**AIM 1**.
Answer these questions about the thread on the Black and White crash:
(a) Which Windows version was suggested in the compatibility mode drop-down menu?
(b) To what version was the game patched?
(c) What video card does the system have?

**TEXT EXCERPT**.
# Splash Screen Crash in Black and White



## TeRRoR.KhAoZ (May 29, 2007)

i am trying to play this game Black and White made by EA games. i had gone to their forums for help because everytime i tried to play the game, immediately after the splash screen the game crashed and my computer restarted with a brief flash of a blue screen. the forums had given turning hyperthreading off as a solution to my problem. my BIOS does not support hyperthreading. can someone help me?


----------



## mattlock (Dec 28, 2005)

Terror, try running it in compatibility mode. Right click on the desktop icon and open properties. Then click the compatibility tab and check the box to "run in compatibility mode". In the drop down menu choose Windows 98/ME, then click apply and ok.

Let me know if this works.


----------



## TeRRoR.KhAoZ (May 29, 2007)

When I attempted to run Black and White in compatability mode for Windows 98/ME, the game does not even go to the splash screen. immediately i am given the error: runblack.exe has encountered a problem and needs to close.

The following technical information was included in the error report:

Exception Information
Code: 0xc00000005 Flags: 0x000000000
Record: 0x00000000000000000 Address: 0x00000000000715c4f90

System Information
Windows NT 5.1 Build: 2600
CPU Vendor Code: 756E6547 - 49656E69 - 6C65746E
CPU Version: 0000000F24 CPU Feature Code: 3FEBFBFF
CPU AMD Feature Code: 00B0E824

Module 1
runblack.exe
Image Base: 0x004000000 Image Size: 0x000000000
Checksum: 0x000000000 Time Stamp: 0x3aa8ef26

The following file was included in the error report: 
C:\DOCUME~1\TERROR~1.KHA\LOCALS~1\Temp\e8f4_appcompat.txt


----------



## pharoah (Aug 28, 2006)

have you tried the newest  patch for the game.


----------



## TeRRoR.KhAoZ (May 29, 2007)

yes i patched it to 1.2


----------



## pharoah (Aug 28, 2006)

run through the follow thses steps first link in my sig.if nothing there helps post back.


----------



## TeRRoR.KhAoZ (May 29, 2007)

pharoah said:


> run through the follow thses steps first link in my sig.if nothing there helps post back.


yeah i already did all those steps... except i dont know where to download drivers for my sound card. SoundMax Digital Audio


----------



## pharoah (Aug 28, 2006)

go  here,and select your system then download.also list your system specs,and vid driver version.


----------



## TeRRoR.KhAoZ (May 29, 2007)

my system is VPR Matrix, its not on there.


----------



## pharoah (Aug 28, 2006)

what kind of video card does it have?


----------



## TeRRoR.KhAoZ (May 29, 2007)

pharoah said:


> what kind of video card does it have?


GeForce 2 MX 100/200 but im looking for drivers of the SOUNDCARD: SoundMax Digital Audio


----------



## pharoah (Aug 28, 2006)

**AIM 2**. Rewrite the listing from the line that contains "Target: stainless steel dishwasher" through the end of the listing, with "white" replaced by "cream" and everything else unchanged. Give only those lines, and leave the pictures out.

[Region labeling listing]
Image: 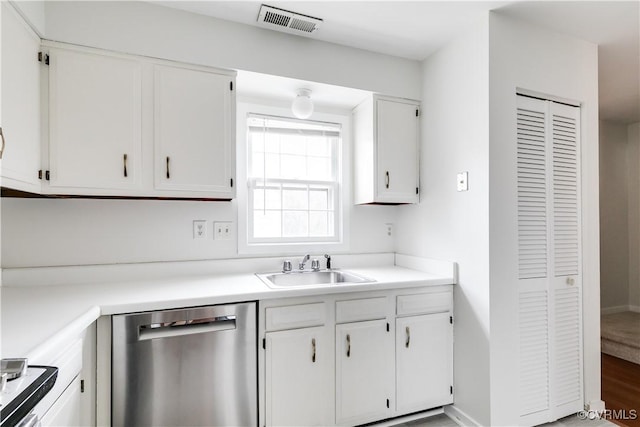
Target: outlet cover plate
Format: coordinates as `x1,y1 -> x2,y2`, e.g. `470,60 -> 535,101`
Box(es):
457,172 -> 469,191
193,219 -> 207,239
213,221 -> 233,240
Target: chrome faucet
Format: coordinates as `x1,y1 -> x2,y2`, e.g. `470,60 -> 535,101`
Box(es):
298,254 -> 311,270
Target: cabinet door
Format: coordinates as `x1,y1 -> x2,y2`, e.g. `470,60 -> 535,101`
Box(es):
376,99 -> 419,203
49,48 -> 142,196
396,312 -> 453,415
1,2 -> 40,193
154,66 -> 235,198
40,377 -> 81,427
336,319 -> 394,425
266,327 -> 334,426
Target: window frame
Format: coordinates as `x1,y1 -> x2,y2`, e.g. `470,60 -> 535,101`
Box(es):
236,101 -> 351,255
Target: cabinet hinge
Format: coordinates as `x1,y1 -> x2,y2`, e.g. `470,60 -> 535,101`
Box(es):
38,52 -> 49,65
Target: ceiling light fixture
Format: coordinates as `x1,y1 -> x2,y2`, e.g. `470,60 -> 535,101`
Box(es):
291,89 -> 313,119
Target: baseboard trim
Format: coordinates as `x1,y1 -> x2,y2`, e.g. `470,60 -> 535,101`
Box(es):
444,405 -> 481,427
584,399 -> 605,412
369,408 -> 444,427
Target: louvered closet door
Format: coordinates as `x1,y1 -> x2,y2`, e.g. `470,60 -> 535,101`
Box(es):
517,96 -> 582,425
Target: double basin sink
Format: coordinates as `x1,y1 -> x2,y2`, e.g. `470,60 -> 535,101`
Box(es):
256,270 -> 375,288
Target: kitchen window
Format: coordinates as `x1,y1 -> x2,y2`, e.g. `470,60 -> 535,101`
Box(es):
246,113 -> 342,245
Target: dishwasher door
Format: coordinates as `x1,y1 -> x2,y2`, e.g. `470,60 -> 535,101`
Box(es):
111,302 -> 258,427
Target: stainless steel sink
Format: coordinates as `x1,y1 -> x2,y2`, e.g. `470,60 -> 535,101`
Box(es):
256,270 -> 375,288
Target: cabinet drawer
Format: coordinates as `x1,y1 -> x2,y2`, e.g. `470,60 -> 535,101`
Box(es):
336,297 -> 387,323
265,302 -> 327,331
396,292 -> 453,316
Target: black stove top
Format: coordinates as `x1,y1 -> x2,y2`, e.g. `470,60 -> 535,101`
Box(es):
0,366 -> 58,427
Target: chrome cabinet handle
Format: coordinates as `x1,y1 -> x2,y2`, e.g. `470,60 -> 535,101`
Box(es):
0,127 -> 5,160
347,334 -> 351,357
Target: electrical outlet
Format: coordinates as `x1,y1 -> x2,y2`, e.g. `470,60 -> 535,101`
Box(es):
456,172 -> 469,191
213,222 -> 233,240
193,219 -> 207,239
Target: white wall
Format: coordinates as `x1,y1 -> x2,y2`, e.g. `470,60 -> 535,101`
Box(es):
396,19 -> 491,425
9,0 -> 46,37
600,121 -> 639,310
40,1 -> 421,98
627,123 -> 640,312
489,13 -> 600,425
2,198 -> 396,268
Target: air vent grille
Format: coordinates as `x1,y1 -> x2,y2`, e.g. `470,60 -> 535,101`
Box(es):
264,11 -> 291,27
258,4 -> 322,35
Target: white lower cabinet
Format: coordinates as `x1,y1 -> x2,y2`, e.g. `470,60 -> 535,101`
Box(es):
258,285 -> 453,426
336,319 -> 394,425
396,312 -> 453,414
40,376 -> 82,427
265,326 -> 334,426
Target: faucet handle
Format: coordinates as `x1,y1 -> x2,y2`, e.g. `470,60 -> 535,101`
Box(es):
324,254 -> 331,270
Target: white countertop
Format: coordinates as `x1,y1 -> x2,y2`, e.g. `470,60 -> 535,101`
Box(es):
0,254 -> 455,364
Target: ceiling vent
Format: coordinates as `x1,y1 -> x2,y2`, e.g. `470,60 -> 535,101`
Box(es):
258,4 -> 322,36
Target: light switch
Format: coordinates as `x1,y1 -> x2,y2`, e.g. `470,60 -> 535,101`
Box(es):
457,172 -> 469,191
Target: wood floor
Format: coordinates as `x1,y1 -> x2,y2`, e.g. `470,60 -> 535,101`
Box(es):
602,353 -> 640,427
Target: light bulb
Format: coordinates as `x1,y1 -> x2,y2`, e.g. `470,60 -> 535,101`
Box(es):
291,89 -> 313,119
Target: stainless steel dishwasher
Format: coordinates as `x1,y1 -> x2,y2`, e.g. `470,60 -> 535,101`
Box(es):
111,302 -> 258,427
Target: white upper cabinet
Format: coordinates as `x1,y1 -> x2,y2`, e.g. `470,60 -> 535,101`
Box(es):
0,2 -> 41,193
48,48 -> 142,195
154,65 -> 235,199
353,95 -> 420,204
36,42 -> 235,200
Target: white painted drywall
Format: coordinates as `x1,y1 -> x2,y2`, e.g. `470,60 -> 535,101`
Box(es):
488,13 -> 600,425
627,123 -> 640,311
396,18 -> 491,425
40,1 -> 421,98
2,198 -> 396,268
397,13 -> 600,425
9,0 -> 46,37
600,121 -> 638,310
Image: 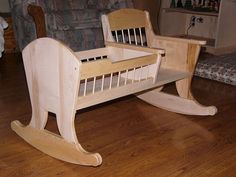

**TASK ANSWER 1**.
(a) Windows 98/ME
(b) 1.2
(c) GeForce 2 MX 100/200

**TASK ANSWER 2**.
Target: stainless steel dishwasher
Format: coordinates as `x1,y1 -> x2,y2`, e.g. `470,60 -> 535,101`
Box(es):
111,302 -> 258,427
Target: cream upper cabinet
Format: coordinates as `x1,y1 -> x2,y2`, e.g. `470,60 -> 535,101`
Box(es):
0,2 -> 41,193
48,48 -> 142,195
154,65 -> 235,199
353,95 -> 420,204
36,42 -> 235,200
Target: cream painted drywall
Format: coordinates as `x1,y1 -> x2,y2`, e.g. `470,60 -> 535,101`
Box(es):
488,13 -> 600,425
627,123 -> 640,311
396,18 -> 491,425
40,1 -> 421,98
2,198 -> 396,268
397,13 -> 600,425
9,0 -> 46,37
600,121 -> 638,310
Image: 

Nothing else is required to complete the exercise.